** Opening PASSAGE block **
TAP Pharmaceuticals Inc.
- Company type: Joint venture
- Industry: Pharmaceuticals
- Founded: 1977
- Defunct: 2008
- Fate: Dissolved
- Headquarters: Deerfield, Illinois, U.S. Nihonbashi, Chuo, Tokyo, Japan
- Parent: Takeda Pharmaceutical Company Abbott Laboratories

= TAP Pharmaceuticals =

Japanese-American pharmaceutical joint venture

TAP Pharmaceuticals was formed in 1977 as a joint venture between the two global pharmaceutical companies, Abbott Laboratories and Takeda Pharmaceutical Co. and was dissolved in 2008; its two most lucrative products were proton-pump inhibitor lansoprazole (Prevacid) and the prostate cancer drug, leuprorelin (Lupron). The intention of the joint venture was to get products that Takeda had discovered developed, approved, and marketed in the US and Canada.
** Closing PASSAGE block **
→ ACTIVITY LIST:
1. For each statement about the TAP Pharmaceuticals article, say yes or no depending on whether it agrees with the article, and quote the words that decide it. (a) TAP Pharmaceuticals was formed in 1977 as a joint venture between Abbott Laboratories and Takeda Pharmaceutical Co. (b) The joint venture was meant to bring Abbott's discoveries to market in Europe. (c) The company was dissolved in 2008.
2. List every field name in the fact list at the top of the TAP Pharmaceuticals article.
3. Continue the article about TAP Pharmaceuticals, starting after its final sentence.
** Opening SUPPLIED DATA block **
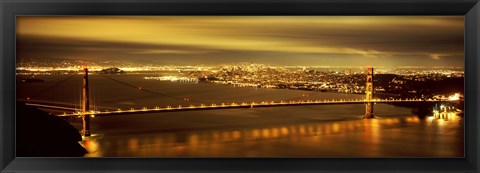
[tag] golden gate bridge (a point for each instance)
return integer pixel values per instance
(85, 113)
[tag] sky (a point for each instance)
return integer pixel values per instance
(387, 41)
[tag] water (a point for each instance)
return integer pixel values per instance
(301, 131)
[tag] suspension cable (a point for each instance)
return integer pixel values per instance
(148, 91)
(54, 85)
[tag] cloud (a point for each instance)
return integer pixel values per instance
(435, 56)
(387, 37)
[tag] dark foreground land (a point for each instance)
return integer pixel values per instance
(40, 134)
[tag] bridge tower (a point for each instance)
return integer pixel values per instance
(369, 91)
(85, 104)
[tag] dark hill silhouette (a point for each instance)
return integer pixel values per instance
(40, 134)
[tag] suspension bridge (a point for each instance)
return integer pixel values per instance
(85, 113)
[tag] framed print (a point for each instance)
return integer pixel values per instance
(240, 86)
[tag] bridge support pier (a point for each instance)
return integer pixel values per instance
(85, 105)
(369, 90)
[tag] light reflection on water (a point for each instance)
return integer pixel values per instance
(408, 136)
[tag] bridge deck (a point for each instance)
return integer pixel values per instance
(77, 112)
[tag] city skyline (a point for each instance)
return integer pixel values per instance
(278, 40)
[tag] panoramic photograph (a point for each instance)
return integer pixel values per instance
(240, 86)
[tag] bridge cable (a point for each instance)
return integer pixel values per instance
(54, 85)
(148, 91)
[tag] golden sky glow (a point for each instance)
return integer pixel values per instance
(310, 39)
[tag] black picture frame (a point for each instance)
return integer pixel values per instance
(11, 8)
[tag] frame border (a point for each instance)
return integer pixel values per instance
(12, 8)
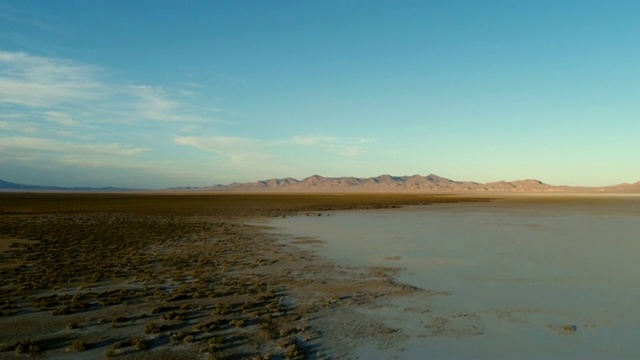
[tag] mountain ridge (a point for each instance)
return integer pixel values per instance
(381, 183)
(415, 183)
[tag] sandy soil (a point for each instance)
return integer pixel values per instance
(133, 276)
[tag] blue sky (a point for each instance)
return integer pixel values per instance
(154, 94)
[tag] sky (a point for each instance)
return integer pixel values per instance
(157, 94)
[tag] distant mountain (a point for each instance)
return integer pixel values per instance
(9, 186)
(414, 183)
(383, 183)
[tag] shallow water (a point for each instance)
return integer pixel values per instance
(525, 279)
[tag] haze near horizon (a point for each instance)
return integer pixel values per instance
(152, 94)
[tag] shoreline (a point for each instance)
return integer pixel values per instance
(125, 276)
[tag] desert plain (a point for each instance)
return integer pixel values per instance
(183, 276)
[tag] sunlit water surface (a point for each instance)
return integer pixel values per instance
(522, 276)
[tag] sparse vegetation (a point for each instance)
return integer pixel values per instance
(87, 256)
(78, 345)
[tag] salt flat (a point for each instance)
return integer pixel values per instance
(523, 277)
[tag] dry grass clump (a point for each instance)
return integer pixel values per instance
(155, 328)
(72, 325)
(29, 346)
(78, 345)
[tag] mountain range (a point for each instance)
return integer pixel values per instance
(383, 183)
(414, 183)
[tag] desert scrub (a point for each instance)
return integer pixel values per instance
(154, 328)
(189, 339)
(78, 345)
(238, 323)
(29, 346)
(72, 325)
(141, 344)
(65, 310)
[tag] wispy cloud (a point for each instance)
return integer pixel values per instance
(48, 145)
(338, 145)
(38, 81)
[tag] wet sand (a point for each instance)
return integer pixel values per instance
(523, 277)
(137, 276)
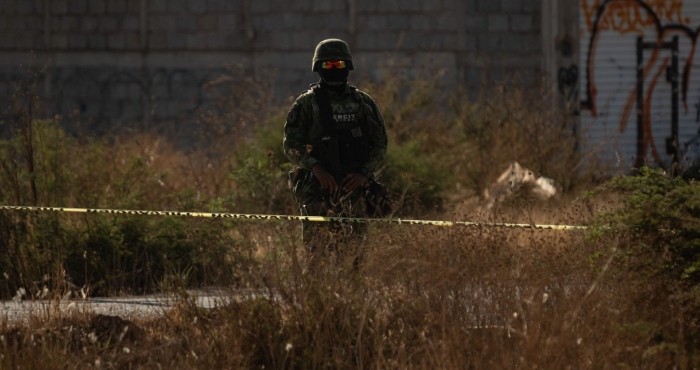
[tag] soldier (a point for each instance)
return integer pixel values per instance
(336, 139)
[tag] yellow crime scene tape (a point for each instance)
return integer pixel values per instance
(396, 221)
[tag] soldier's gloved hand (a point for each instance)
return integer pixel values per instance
(353, 180)
(326, 179)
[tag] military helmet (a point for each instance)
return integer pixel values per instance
(332, 49)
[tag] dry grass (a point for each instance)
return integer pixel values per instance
(424, 297)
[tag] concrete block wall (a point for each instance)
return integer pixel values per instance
(129, 60)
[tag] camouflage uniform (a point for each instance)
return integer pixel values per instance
(353, 112)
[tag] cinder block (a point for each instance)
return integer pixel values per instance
(521, 22)
(430, 5)
(196, 41)
(89, 23)
(450, 42)
(97, 41)
(260, 6)
(388, 5)
(96, 6)
(497, 22)
(532, 6)
(69, 23)
(470, 43)
(233, 42)
(207, 22)
(292, 21)
(474, 23)
(470, 5)
(134, 6)
(164, 22)
(410, 5)
(448, 22)
(58, 6)
(33, 23)
(313, 21)
(77, 6)
(367, 6)
(336, 22)
(116, 41)
(8, 6)
(281, 40)
(176, 41)
(59, 41)
(176, 6)
(488, 6)
(322, 6)
(25, 7)
(156, 41)
(186, 23)
(303, 40)
(218, 5)
(133, 41)
(227, 22)
(489, 42)
(7, 40)
(421, 22)
(158, 6)
(131, 23)
(116, 6)
(77, 41)
(109, 23)
(513, 5)
(24, 41)
(514, 42)
(197, 6)
(216, 41)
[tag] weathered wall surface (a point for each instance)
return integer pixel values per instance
(146, 61)
(627, 93)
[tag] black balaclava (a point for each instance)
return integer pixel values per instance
(334, 79)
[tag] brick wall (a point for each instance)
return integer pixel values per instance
(129, 60)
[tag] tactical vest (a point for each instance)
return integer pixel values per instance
(344, 144)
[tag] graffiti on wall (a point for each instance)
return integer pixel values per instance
(611, 29)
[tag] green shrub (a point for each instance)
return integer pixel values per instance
(659, 218)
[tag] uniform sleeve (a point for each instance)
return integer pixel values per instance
(378, 137)
(296, 129)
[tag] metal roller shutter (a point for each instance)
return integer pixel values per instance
(615, 37)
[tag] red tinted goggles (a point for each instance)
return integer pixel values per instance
(330, 64)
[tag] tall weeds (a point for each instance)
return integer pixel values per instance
(422, 297)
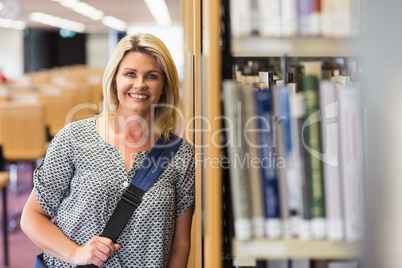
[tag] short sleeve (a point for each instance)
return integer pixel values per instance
(52, 177)
(185, 188)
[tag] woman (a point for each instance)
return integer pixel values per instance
(91, 162)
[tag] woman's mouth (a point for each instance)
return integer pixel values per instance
(138, 96)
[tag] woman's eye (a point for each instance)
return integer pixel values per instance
(152, 76)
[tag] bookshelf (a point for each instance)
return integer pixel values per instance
(295, 47)
(295, 248)
(253, 46)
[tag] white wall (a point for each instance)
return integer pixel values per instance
(11, 53)
(97, 50)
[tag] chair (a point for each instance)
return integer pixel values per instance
(22, 134)
(4, 180)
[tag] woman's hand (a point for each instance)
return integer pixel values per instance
(96, 251)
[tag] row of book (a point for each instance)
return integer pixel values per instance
(291, 18)
(295, 154)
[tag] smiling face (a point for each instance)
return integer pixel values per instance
(139, 83)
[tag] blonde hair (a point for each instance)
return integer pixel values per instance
(166, 117)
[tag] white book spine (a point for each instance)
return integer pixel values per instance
(351, 142)
(330, 141)
(253, 166)
(239, 183)
(241, 18)
(297, 114)
(289, 18)
(269, 15)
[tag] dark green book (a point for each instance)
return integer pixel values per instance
(313, 149)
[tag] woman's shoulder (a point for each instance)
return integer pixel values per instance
(77, 128)
(186, 148)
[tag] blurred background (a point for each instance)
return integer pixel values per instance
(52, 56)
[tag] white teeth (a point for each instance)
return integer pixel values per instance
(139, 96)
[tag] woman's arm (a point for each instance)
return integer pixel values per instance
(37, 226)
(181, 240)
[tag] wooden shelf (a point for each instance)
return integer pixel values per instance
(295, 47)
(295, 248)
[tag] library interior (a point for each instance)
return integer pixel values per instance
(287, 106)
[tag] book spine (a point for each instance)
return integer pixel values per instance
(270, 18)
(351, 140)
(297, 110)
(253, 165)
(280, 149)
(292, 180)
(241, 18)
(312, 131)
(304, 10)
(239, 183)
(289, 18)
(332, 179)
(268, 173)
(315, 18)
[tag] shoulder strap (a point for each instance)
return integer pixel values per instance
(148, 173)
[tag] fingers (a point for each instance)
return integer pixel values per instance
(96, 251)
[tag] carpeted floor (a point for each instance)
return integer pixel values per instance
(22, 251)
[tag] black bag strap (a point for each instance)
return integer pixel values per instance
(149, 171)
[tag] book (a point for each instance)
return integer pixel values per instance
(269, 13)
(343, 264)
(236, 148)
(252, 159)
(241, 18)
(315, 18)
(351, 152)
(336, 18)
(304, 10)
(312, 68)
(297, 118)
(263, 97)
(312, 142)
(289, 18)
(331, 166)
(279, 142)
(292, 180)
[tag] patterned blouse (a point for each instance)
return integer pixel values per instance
(80, 182)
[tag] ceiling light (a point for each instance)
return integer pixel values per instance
(82, 8)
(114, 23)
(56, 21)
(159, 11)
(13, 24)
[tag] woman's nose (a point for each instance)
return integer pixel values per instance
(140, 83)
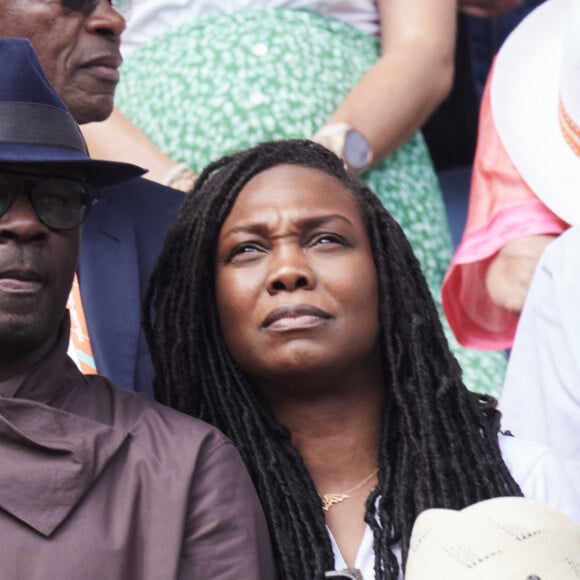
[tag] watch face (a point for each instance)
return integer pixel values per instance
(356, 150)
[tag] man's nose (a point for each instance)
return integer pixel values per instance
(21, 223)
(106, 20)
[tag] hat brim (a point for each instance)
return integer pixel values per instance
(524, 102)
(97, 173)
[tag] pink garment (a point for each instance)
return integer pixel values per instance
(501, 208)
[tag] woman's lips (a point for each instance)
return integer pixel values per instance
(295, 317)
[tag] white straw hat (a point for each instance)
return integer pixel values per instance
(508, 538)
(535, 101)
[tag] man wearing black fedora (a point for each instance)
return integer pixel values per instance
(95, 482)
(77, 43)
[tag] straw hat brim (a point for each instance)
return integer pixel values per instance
(524, 100)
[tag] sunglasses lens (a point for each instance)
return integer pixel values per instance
(61, 204)
(82, 6)
(122, 6)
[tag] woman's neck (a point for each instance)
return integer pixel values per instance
(337, 434)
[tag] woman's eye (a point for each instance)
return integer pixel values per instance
(244, 251)
(327, 239)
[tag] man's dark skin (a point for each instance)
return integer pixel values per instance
(78, 53)
(37, 265)
(80, 56)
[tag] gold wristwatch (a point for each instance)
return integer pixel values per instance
(348, 143)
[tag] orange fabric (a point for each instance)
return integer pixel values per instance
(79, 335)
(569, 129)
(501, 208)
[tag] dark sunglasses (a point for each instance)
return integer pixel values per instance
(59, 203)
(87, 7)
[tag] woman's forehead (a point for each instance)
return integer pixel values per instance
(293, 187)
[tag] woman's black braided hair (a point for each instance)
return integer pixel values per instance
(439, 442)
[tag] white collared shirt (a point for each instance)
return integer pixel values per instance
(537, 470)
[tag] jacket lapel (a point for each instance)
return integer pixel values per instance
(109, 282)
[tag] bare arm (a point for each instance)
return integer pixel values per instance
(510, 273)
(412, 76)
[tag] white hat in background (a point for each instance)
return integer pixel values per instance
(508, 538)
(535, 101)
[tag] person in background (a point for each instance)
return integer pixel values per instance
(525, 174)
(78, 47)
(359, 77)
(95, 482)
(541, 395)
(298, 321)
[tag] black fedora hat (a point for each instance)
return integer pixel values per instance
(36, 126)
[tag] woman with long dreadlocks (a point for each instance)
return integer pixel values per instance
(288, 309)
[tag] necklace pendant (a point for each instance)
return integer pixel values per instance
(330, 499)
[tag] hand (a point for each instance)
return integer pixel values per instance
(487, 8)
(510, 273)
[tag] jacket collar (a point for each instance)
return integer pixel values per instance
(50, 457)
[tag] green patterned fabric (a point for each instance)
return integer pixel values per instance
(226, 82)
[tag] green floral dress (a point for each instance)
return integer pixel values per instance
(226, 82)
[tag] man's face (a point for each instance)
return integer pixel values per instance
(37, 266)
(79, 53)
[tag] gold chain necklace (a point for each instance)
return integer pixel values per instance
(330, 499)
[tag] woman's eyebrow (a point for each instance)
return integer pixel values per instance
(307, 223)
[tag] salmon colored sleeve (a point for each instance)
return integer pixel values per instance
(501, 208)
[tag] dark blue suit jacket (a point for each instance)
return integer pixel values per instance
(121, 240)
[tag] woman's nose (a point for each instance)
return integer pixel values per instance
(290, 271)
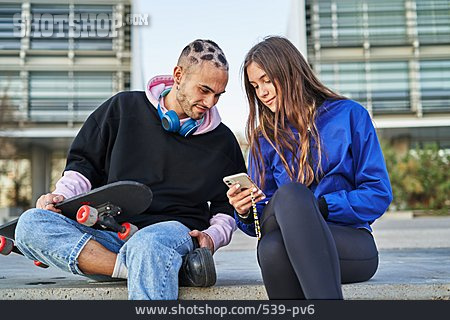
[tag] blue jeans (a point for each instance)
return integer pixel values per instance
(153, 255)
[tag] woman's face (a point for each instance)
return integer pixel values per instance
(264, 88)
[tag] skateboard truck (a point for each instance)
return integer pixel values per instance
(104, 215)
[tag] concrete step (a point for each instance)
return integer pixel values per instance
(414, 264)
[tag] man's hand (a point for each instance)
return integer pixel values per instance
(47, 202)
(204, 240)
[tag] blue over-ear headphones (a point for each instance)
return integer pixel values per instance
(170, 121)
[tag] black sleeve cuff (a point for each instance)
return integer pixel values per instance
(247, 220)
(323, 207)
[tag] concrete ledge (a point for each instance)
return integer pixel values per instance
(247, 292)
(414, 260)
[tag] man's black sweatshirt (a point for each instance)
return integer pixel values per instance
(123, 140)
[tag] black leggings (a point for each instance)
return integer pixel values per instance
(302, 257)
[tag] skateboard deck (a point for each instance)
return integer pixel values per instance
(112, 204)
(131, 197)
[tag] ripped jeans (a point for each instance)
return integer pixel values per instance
(153, 255)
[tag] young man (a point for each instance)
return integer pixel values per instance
(169, 137)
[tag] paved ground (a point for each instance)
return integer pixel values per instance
(414, 264)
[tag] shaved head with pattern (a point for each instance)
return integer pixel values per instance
(199, 51)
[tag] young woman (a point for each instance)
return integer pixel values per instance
(316, 157)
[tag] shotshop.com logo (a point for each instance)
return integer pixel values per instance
(80, 25)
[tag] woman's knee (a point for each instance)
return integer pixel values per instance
(270, 251)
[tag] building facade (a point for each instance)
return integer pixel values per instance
(59, 60)
(393, 56)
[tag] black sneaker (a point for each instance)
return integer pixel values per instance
(198, 269)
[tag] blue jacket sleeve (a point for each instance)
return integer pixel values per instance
(373, 193)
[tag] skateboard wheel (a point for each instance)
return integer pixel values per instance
(40, 264)
(87, 215)
(130, 229)
(6, 246)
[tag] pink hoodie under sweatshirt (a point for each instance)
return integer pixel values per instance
(222, 226)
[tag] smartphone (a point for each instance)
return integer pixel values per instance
(243, 179)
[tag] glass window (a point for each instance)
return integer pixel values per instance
(8, 41)
(49, 92)
(347, 79)
(50, 27)
(433, 21)
(389, 87)
(91, 89)
(11, 90)
(67, 96)
(99, 33)
(435, 85)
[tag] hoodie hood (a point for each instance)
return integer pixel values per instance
(158, 84)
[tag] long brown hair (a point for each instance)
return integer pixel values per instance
(299, 93)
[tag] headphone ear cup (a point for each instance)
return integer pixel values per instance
(188, 128)
(170, 121)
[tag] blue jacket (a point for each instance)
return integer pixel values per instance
(355, 182)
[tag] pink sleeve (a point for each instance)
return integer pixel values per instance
(71, 184)
(221, 229)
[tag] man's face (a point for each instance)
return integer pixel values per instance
(200, 89)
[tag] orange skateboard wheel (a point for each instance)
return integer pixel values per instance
(40, 264)
(130, 229)
(6, 246)
(87, 215)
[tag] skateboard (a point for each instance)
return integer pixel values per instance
(107, 207)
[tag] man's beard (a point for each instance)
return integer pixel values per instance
(186, 105)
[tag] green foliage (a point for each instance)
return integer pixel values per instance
(420, 179)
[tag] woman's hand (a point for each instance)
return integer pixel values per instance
(241, 200)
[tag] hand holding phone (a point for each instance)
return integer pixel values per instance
(240, 190)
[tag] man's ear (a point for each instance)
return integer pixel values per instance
(177, 74)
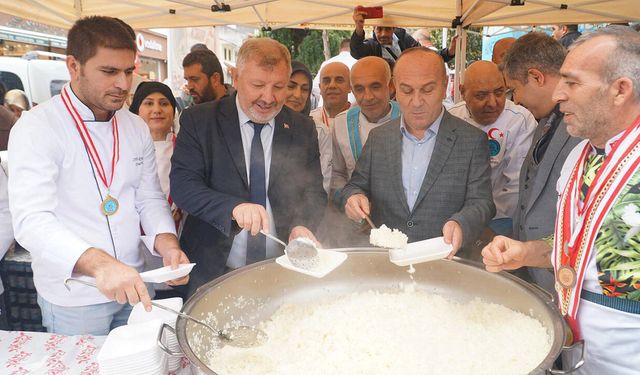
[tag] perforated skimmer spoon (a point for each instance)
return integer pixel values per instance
(302, 252)
(239, 336)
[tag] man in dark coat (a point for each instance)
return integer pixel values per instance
(243, 164)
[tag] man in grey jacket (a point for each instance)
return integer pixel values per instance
(532, 71)
(428, 172)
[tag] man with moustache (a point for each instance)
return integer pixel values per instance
(246, 163)
(532, 71)
(595, 246)
(371, 85)
(204, 76)
(426, 173)
(84, 182)
(509, 128)
(334, 88)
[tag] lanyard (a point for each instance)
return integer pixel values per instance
(88, 141)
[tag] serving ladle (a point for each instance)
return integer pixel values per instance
(239, 336)
(302, 252)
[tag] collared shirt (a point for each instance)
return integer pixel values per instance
(324, 143)
(416, 155)
(55, 202)
(510, 137)
(343, 162)
(238, 255)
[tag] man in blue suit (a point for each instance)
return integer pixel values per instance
(243, 164)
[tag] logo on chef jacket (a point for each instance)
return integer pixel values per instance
(495, 136)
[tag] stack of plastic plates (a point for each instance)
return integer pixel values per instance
(140, 315)
(132, 350)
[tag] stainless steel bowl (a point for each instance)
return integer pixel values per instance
(253, 293)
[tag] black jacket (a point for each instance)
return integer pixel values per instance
(209, 178)
(371, 47)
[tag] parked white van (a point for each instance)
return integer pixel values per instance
(39, 79)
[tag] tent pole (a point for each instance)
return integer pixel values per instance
(461, 58)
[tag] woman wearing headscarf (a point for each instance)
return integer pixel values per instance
(155, 104)
(299, 100)
(299, 88)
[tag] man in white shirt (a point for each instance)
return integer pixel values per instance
(83, 185)
(371, 85)
(594, 249)
(334, 87)
(344, 56)
(509, 127)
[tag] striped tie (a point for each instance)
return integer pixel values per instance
(594, 162)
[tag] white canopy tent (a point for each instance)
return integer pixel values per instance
(330, 14)
(325, 13)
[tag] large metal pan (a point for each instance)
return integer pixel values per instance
(253, 293)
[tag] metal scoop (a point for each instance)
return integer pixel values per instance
(240, 336)
(302, 251)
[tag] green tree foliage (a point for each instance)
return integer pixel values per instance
(474, 42)
(306, 45)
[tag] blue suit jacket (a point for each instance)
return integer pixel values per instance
(209, 178)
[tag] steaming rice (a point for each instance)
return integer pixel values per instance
(386, 237)
(383, 333)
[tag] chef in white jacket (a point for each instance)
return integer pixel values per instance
(84, 185)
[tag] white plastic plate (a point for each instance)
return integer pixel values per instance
(329, 260)
(160, 275)
(420, 251)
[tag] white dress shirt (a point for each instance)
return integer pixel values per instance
(238, 253)
(55, 199)
(510, 138)
(324, 143)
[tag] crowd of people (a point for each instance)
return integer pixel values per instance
(535, 171)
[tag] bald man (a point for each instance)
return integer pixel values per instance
** Closing SUPPLIED DATA block **
→ RESPONSES TO THE EXERCISE:
1.
(a) Yes: "TAP Pharmaceuticals was formed in 1977 as a joint venture between the two global pharmaceutical companies, Abbott Laboratories and Takeda Pharmaceutical Co."
(b) No: "The intention of the joint venture was to get products that Takeda had discovered developed, approved, and marketed in the US and Canada."
(c) Yes: "was dissolved in 2008"

2. Company type, Industry, Founded, Defunct, Fate, Headquarters, Parent

3.
The company was established at a time when Japanese pharmaceutical companies were seeking partnerships to access the US market. These efforts were supported by the Japanese government at the time to help the national economy compete in higher technology, as countries like South Korea, Taiwan were beginning to catch up with Japan in commodity production. Japanese pharmaceutical companies were especially strong in the fields of generating analogs of known cephalosporin antibiotics, cancer drugs, and cardiovascular drugs.

The first products TAP file new drug applications for, were two cephalosporins, cefmenoxime (Cefmax) and cefsulodin (Cefonomil), estazolam for sleep disorders, and leuprorelin; leuprorelin was the first one approved, in 1985.

In 1998 Takeda established its own US R&D and sales force, for the diabetes drug pioglitazone (Actos).

In 2000, TAP's withdrew its new drug application for apomorphine (branded as "Uprima") as a treatment for erectile dysfunction after an FDA review panel raised questions about the drug's safety, due to many clinical trial subjects fainting after taking the drug.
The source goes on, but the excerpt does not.